**Work request 1:** In the post on Rahner's Grundkurs, why does Rahner conclude that a catechism would be fruitless?
**Work request 2:** Can you output, word for word, the part of the post on Rahner's Grundkurs between "In the last, brief" and "of the Trinity.", inclusive?

**Document passage:**

Having just completed Rahner's Grundkurs des Glaubens I think it appropriate to make a few closing comments. Earlier posts can be found on April 12 and November 9 of last year.
After finishing the book I remembered that I had actually owned a copy of the English translation, Foundations of Christian Faith, in the late 1980's, but that, for whatever reason, I never started it and in fact eventually gave it away. I also acquired, some few years later, a Rahner anthology (I think it was called A Rahner Reader) which I occasionally picked up, but which I got very little out of and also gave away. I'm a little puzzled myself about why I now find compelling what I first found simply daunting, then pedestrian.
The closing substantive sections of the book cover Church, Christian life, and eschatology. I think it goes too far to call them "conventional." I myself didn't enter the Catholic Church until after the book was first published in the late 1970's, and Rahner's influence in the Church had long been felt (if rather controversially) since the convening of the council. Perhaps it's more accurate to say that the latter part of the book largely presupposes the grand ambition inherent in the earlier chapters' development of human transcendence and its subsequent link with the self-mediation of God in history.
Surely thousands of theological books have been published over the last half century. Rahner's Grundkurs, though, has credibly been claimed as the great Catholic Summa of the twentieth century; that is, a work that tries to integrate post-Cartesian European philosophy--up to and including the ontology of Martin Heidegger--with the Catholic faith, in the same way that St. Thomas Aquinas integrated the newly-revived philosophy of Aristotle.
Respecting that goal it seems to me that it achieves a high level of success. And, as an old philosophy major, I found it a very rewarding and provocative re-statement of the claims and core of the Catholic faith.
On the other hand, when I look out into contemporary popular culture, I don't see a lot of anxiety about keeping the faith current with Heidegger. Even "existentialism," a term that still excited my generation, has become old hat, a matter for history, not concern and engagement. What matters now is sexual ethics. That's what's dividing ancient communions, causing the shouting matches, marching forward or backward in churches, legislatures, and courts. Next to Sex, Existence has lost its luster. Everything in time ages.
In the last, brief section, Rahner unexpectedly takes up the subject of concise statements of faith, citing the Apostle's Creed as the prime example, and asks whether, and how, the material he has developed could go into such a statement. He detours into the question of a catechism, and concludes that such a thing would be fruitless because of the plurality of cultures among which the contemporary Church lives, and ends by concisely restating what he considers his fundamental assertion, under three different aspects, which he finally, neatly, correlates to the persons of the Trinity.

**Provided material:**
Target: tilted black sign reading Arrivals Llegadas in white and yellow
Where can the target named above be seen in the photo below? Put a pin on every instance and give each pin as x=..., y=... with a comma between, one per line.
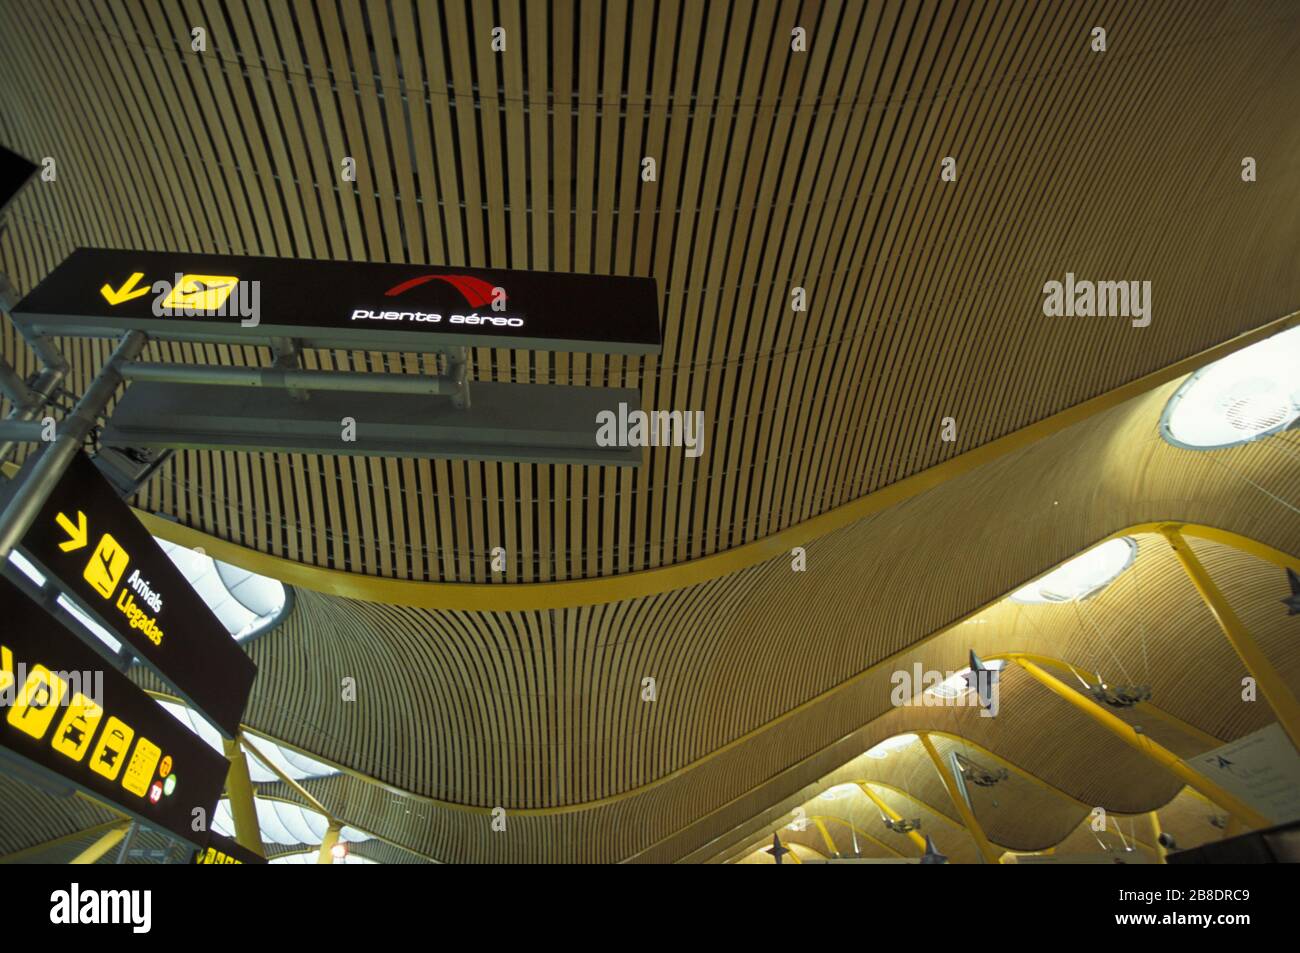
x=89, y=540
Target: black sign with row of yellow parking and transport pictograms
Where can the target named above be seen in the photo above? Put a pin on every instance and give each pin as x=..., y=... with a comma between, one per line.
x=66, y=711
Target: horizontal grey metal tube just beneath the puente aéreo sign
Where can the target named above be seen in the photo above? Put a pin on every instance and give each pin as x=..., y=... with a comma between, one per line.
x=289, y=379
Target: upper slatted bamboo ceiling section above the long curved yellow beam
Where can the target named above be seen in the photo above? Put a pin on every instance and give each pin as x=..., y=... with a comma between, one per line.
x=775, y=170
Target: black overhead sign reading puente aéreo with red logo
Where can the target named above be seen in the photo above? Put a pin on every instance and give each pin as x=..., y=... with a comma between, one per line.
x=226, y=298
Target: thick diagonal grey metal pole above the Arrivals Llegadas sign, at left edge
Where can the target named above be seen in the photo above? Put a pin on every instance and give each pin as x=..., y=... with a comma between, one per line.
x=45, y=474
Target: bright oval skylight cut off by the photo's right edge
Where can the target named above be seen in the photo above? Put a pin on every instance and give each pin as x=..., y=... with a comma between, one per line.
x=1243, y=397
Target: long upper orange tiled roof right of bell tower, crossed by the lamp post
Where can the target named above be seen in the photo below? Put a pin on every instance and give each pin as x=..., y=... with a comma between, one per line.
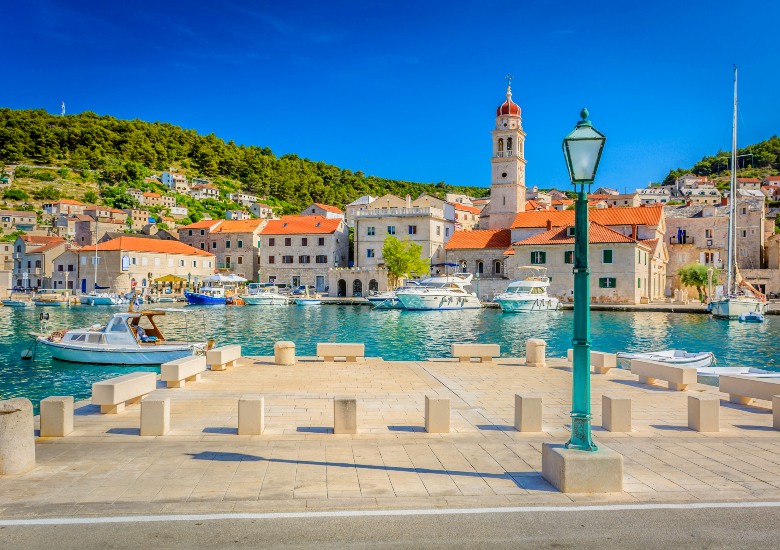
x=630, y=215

--

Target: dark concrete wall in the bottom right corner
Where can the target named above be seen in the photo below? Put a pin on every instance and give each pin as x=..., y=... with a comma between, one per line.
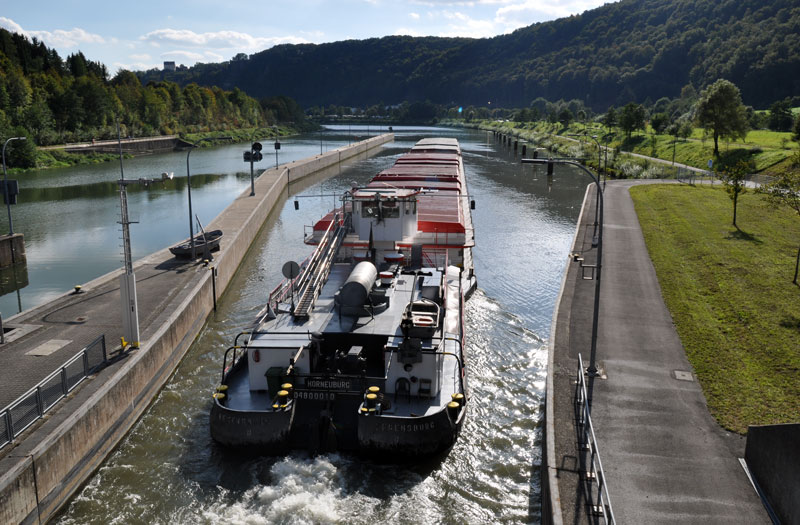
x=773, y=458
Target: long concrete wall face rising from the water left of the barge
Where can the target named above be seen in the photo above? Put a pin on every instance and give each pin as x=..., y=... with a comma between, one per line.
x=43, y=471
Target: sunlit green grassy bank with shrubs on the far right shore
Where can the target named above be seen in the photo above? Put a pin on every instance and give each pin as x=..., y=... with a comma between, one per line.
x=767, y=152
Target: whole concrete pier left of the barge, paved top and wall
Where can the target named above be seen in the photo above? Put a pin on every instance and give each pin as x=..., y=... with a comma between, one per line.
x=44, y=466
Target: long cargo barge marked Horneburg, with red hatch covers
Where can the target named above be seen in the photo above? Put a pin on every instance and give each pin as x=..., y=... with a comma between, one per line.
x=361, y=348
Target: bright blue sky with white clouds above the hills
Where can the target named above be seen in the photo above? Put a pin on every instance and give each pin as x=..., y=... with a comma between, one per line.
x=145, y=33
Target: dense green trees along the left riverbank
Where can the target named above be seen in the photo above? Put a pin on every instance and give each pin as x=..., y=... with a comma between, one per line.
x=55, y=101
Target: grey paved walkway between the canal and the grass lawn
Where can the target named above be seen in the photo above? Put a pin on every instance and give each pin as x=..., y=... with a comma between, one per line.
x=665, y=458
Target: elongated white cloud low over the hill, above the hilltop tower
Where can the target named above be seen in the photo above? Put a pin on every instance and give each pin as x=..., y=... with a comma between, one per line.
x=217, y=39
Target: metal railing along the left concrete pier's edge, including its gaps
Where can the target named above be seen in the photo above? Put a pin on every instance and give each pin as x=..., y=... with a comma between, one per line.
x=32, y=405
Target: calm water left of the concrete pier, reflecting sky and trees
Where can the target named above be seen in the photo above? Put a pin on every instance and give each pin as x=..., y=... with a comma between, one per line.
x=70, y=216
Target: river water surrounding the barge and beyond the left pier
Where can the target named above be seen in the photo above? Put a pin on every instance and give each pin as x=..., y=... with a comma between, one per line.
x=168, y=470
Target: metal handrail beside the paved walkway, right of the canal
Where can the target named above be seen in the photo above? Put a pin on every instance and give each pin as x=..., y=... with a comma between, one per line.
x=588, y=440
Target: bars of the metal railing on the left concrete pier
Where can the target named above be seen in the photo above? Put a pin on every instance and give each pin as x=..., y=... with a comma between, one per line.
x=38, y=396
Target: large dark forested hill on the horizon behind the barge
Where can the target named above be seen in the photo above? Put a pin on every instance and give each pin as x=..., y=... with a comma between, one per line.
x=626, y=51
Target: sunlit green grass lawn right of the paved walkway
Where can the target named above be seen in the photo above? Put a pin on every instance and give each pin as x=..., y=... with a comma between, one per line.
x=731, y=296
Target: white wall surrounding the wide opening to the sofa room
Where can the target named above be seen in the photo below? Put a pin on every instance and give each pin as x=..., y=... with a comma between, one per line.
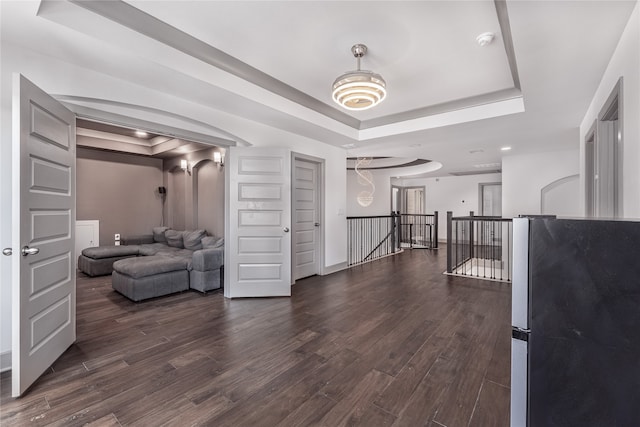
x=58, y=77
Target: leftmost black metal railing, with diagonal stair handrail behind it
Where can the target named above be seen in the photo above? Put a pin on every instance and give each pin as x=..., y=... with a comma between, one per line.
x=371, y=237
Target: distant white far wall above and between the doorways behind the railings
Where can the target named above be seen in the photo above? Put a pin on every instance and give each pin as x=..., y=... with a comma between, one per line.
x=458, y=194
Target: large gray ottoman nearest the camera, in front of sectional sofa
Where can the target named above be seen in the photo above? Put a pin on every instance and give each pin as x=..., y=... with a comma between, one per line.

--

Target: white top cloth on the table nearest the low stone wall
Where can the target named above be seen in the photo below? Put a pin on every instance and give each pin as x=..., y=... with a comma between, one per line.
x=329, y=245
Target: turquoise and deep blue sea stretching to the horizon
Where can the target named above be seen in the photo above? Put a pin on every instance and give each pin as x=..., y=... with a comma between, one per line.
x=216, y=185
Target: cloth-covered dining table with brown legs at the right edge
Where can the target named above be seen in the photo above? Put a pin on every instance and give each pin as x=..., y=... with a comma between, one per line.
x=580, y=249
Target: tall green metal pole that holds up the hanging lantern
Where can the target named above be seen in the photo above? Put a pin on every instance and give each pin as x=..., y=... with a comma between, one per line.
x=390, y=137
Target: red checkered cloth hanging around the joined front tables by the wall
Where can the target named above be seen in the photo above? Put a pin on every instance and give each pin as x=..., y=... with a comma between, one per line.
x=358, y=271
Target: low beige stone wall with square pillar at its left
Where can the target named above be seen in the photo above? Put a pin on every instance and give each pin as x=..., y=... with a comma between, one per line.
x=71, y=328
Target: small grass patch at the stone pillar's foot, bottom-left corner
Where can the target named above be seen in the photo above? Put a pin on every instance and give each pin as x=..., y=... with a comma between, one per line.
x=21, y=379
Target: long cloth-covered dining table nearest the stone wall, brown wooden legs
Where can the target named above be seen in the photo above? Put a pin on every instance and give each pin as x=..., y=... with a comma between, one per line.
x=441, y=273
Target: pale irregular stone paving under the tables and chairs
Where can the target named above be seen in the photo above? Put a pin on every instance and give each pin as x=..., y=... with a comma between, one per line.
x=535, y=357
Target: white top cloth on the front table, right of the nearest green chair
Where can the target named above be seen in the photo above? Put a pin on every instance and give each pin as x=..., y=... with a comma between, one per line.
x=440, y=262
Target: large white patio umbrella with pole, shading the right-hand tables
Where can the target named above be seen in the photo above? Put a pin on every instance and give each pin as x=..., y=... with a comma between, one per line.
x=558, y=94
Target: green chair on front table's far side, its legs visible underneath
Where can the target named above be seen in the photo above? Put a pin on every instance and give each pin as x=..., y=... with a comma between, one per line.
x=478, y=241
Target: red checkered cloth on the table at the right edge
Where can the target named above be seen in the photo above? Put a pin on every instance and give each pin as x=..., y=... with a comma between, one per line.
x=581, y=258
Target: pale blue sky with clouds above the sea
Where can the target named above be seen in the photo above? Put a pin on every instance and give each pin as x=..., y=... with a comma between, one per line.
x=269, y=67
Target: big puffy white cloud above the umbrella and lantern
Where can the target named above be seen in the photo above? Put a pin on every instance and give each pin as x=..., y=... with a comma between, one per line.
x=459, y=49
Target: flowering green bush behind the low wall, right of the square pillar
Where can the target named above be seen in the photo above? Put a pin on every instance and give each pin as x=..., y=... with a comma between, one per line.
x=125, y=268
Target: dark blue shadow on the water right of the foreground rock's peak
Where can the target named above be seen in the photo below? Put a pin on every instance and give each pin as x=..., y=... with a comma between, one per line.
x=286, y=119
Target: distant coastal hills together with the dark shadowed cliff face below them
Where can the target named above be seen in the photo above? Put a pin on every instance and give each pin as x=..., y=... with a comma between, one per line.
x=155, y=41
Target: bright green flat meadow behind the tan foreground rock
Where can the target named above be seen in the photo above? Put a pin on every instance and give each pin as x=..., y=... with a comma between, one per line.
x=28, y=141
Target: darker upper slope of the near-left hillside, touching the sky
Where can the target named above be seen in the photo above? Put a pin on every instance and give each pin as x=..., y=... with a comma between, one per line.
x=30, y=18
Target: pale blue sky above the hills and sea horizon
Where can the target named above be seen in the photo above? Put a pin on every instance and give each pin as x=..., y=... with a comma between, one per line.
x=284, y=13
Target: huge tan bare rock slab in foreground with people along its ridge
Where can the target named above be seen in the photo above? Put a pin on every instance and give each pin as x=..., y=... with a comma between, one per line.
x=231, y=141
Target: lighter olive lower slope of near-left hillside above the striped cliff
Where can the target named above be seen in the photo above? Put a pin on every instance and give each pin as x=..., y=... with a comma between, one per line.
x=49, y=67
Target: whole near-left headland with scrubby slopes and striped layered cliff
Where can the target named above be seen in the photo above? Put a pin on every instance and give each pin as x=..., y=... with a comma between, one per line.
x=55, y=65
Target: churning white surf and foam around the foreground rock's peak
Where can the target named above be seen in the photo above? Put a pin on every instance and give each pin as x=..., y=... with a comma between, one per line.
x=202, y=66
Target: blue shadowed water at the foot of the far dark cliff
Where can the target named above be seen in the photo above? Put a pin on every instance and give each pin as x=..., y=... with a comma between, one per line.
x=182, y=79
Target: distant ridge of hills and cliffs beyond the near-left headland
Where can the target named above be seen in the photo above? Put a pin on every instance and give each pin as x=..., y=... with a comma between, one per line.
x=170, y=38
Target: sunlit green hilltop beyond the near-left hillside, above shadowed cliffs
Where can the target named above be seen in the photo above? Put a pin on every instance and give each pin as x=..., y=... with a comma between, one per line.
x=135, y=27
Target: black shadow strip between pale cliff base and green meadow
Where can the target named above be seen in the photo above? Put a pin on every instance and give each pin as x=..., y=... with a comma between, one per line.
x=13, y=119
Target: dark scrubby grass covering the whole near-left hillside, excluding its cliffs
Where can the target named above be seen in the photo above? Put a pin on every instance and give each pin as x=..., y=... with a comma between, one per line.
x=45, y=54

**Task result 1:** He judges that a catechism would be fruitless because the contemporary Church lives among a plurality of cultures.

**Task result 2:**
In the last, brief section, Rahner unexpectedly takes up the subject of concise statements of faith, citing the Apostle's Creed as the prime example, and asks whether, and how, the material he has developed could go into such a statement. He detours into the question of a catechism, and concludes that such a thing would be fruitless because of the plurality of cultures among which the contemporary Church lives, and ends by concisely restating what he considers his fundamental assertion, under three different aspects, which he finally, neatly, correlates to the persons of the Trinity.